Gibt es eigentlich einen Ansprechpartner der Polizei für solche Mißstände im Internet?

Ich gehe davon aus, dass ich dies zur Anzeige bringen werde und werde auch als weiter informationsquelle für die Kripo diese Forum ansprechen!

_aus rechtlichen Gründen editiert tf/mod_


----------



## Dino (7 Juni 2004)

Hmm...dabei erschließt sich mir aber nicht, weshalb Du...





> ...bewußt hier anonym hineingegangen...


...bist. :roll:


----------



## wibu (8 Juni 2004)

*wibu*

Auszug aus den AGB´s von DWM, die nennen das aber Verbraucherinformation:
--
"Gerichtsstand ist London, es gilt ausschließlich englisches Recht unter Ausschluss des UN-Kaufrechts, sofern sich nicht aus verbraucherschutzrechtlichen Vorschriften des internationalen Privatrechts etwas Abweichendes ergibt. Weitere Verhaltenskodizies gelten nicht. Weitere Sprachen stehen insbesondere für den Vertragsschluss nicht zur Verfügung. Sollte eine dieser Bestimmungen unwirksam sein, so wird dadurch die Wirksamkeit dieser Bedingungen im übrigen nicht berührt, unwirksame Bestimmungen werden durch eine Bestimmung ersetzt, die dem wirtschaftlichen Ziel möglichst nahe kommt. Nebenabreden bedürfen der Schriftform und der Unterschrift des Geschäftsführers."

Einträge zu Beschriftung und Segmentierung:
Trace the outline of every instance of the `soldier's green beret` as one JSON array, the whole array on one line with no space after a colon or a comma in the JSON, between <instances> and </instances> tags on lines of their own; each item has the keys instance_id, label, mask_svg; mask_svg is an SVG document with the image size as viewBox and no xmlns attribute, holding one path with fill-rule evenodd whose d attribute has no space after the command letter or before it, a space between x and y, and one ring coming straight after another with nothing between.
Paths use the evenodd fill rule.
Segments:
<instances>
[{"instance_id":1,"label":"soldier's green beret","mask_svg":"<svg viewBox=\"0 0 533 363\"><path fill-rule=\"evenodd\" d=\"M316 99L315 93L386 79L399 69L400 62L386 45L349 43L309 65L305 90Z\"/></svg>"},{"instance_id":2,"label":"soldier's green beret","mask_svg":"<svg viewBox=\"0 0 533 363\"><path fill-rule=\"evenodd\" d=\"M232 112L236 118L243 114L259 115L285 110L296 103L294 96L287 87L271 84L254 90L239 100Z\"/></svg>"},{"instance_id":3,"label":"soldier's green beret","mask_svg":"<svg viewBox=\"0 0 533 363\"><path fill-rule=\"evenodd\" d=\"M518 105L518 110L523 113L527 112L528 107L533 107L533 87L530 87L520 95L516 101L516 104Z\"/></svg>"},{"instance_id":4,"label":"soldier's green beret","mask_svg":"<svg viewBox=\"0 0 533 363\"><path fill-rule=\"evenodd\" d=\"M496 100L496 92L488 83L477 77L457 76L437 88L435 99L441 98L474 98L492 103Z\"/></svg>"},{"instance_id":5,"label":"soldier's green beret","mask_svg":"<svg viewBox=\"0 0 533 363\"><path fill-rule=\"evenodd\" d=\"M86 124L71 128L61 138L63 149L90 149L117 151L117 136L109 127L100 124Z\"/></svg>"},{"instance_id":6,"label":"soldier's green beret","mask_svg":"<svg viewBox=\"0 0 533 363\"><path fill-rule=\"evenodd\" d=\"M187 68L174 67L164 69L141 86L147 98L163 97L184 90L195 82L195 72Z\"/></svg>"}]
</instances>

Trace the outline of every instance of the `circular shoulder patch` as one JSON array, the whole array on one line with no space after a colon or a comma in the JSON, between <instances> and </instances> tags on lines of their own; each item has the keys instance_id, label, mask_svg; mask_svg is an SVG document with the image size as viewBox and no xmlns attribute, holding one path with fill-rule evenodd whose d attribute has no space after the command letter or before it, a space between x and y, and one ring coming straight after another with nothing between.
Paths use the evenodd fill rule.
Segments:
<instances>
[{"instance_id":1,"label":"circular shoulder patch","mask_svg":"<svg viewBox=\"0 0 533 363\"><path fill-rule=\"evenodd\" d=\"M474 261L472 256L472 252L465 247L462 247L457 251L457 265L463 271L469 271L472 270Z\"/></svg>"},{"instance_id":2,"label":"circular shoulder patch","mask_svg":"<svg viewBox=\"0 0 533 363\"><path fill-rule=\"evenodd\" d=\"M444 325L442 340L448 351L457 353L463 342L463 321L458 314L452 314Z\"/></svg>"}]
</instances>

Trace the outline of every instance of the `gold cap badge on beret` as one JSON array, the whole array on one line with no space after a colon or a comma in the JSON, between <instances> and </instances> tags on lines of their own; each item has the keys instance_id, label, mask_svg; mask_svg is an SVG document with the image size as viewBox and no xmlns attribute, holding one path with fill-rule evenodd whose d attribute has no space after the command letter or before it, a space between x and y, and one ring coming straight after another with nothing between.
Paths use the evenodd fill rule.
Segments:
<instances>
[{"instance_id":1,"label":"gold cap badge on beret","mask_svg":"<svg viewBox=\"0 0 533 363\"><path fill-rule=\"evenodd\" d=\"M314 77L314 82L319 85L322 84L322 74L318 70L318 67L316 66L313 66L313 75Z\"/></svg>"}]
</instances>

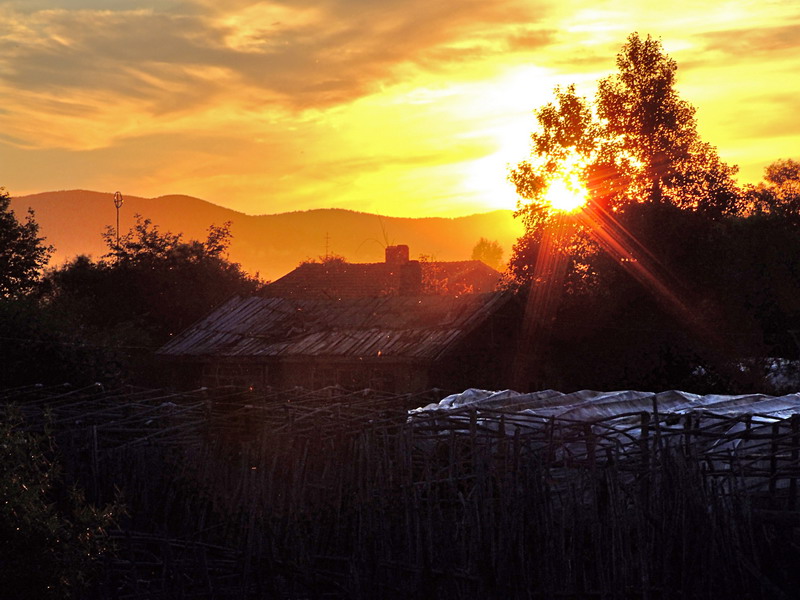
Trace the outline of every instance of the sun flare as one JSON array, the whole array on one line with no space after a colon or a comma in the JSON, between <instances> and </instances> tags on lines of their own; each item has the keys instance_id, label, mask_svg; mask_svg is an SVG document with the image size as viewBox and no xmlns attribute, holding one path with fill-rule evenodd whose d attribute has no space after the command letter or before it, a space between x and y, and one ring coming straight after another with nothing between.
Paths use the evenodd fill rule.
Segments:
<instances>
[{"instance_id":1,"label":"sun flare","mask_svg":"<svg viewBox=\"0 0 800 600\"><path fill-rule=\"evenodd\" d=\"M548 186L544 197L555 210L573 212L586 204L588 195L586 187L572 179L555 179Z\"/></svg>"},{"instance_id":2,"label":"sun flare","mask_svg":"<svg viewBox=\"0 0 800 600\"><path fill-rule=\"evenodd\" d=\"M582 177L584 159L576 152L562 162L559 172L550 180L544 192L544 200L554 209L574 212L589 198L589 190Z\"/></svg>"}]
</instances>

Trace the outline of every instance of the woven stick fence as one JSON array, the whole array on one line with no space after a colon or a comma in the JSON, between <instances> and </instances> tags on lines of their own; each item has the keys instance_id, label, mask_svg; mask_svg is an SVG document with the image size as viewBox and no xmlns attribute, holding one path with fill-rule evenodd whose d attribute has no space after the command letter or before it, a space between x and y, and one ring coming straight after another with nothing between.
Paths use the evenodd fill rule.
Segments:
<instances>
[{"instance_id":1,"label":"woven stick fence","mask_svg":"<svg viewBox=\"0 0 800 600\"><path fill-rule=\"evenodd\" d=\"M98 598L790 598L798 420L408 409L435 391L0 392L95 502Z\"/></svg>"}]
</instances>

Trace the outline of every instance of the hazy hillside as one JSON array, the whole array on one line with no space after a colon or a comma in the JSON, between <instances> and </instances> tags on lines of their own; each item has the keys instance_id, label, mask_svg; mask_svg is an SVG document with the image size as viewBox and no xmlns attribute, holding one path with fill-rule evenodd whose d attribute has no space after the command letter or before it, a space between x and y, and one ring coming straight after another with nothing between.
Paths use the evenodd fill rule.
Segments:
<instances>
[{"instance_id":1,"label":"hazy hillside","mask_svg":"<svg viewBox=\"0 0 800 600\"><path fill-rule=\"evenodd\" d=\"M36 213L40 232L56 247L53 264L77 254L99 257L106 252L100 234L115 224L113 194L71 190L14 198L12 208L21 217L28 207ZM465 260L480 237L497 240L508 258L521 225L511 211L493 211L455 219L401 219L342 209L318 209L277 215L250 216L190 196L137 198L125 196L120 209L124 233L133 215L151 219L164 231L184 238L205 239L209 225L232 221L231 259L276 279L328 248L352 262L383 260L387 244L408 244L411 255L438 260Z\"/></svg>"}]
</instances>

Deine Aufgaben:
**A)** Suche in den Einträgen jede Zeile heraus, die das Wort „shoulder“ enthält, und schreib sie unverändert ab.
**B)** Setz bitte den Forenauszug über die geplante Anzeige und die AGB von DWM im Anschluss an seinen letzten Satz fort.

Die Lösungen:
**A)**
Trace the outline of every instance of the `circular shoulder patch` as one JSON array, the whole array on one line with no space after a colon or a comma in the JSON, between <instances> and </instances> tags on lines of their own; each item has the keys instance_id, label, mask_svg; mask_svg is an SVG document with the image size as viewBox and no xmlns attribute, holding one path with fill-rule evenodd whose d attribute has no space after the command letter or before it, a space between x and y, and one ring coming straight after another with nothing between.
[{"instance_id":1,"label":"circular shoulder patch","mask_svg":"<svg viewBox=\"0 0 533 363\"><path fill-rule=\"evenodd\" d=\"M474 261L472 256L472 252L465 247L462 247L457 251L457 265L463 271L469 271L472 270Z\"/></svg>"},{"instance_id":2,"label":"circular shoulder patch","mask_svg":"<svg viewBox=\"0 0 533 363\"><path fill-rule=\"evenodd\" d=\"M444 325L442 340L448 351L457 353L463 342L463 321L458 314L452 314Z\"/></svg>"}]

**B)**
--

Gruß wibu


----------



## coolhand (8 Juni 2004)

Das ist interssant: eine "wirtschaftliche" Salvatorische Klausel??? Gibts sowas??


----------



## Counselor (8 Juni 2004)

coolhand schrieb:
			
		

> Das ist interssant: eine "wirtschaftliche" Salvatorische Klausel??? Gibts sowas??


Gegeben hats sowas schon öfters. Nur wirksam war es nicht (jedenfalls nach deutschem Recht).


----------



## Aka-Aka (8 Juni 2004)

*Re: wibu*



			
				DWM schrieb:
			
		

> "Gerichtsstand ist London, es gilt ausschließlich englisches Recht unter Ausschluss des UN-Kaufrechts, sofern sich nicht aus verbraucherschutzrechtlichen Vorschriften des internationalen Privatrechts etwas Abweichendes ergibt.



Hmm, dann sollte man mal die Leute von BBC Watchdog drauf ansprechen oder von der  ICSTIS


----------



## Anonymous (9 Juni 2004)

*HFM - Rechnungen*

Wie muß denn bitte so ein Widerspruch mit Einschr. /Rückschein formuliert werden? Kann mir da einer von Euch bitte behilflich sein ?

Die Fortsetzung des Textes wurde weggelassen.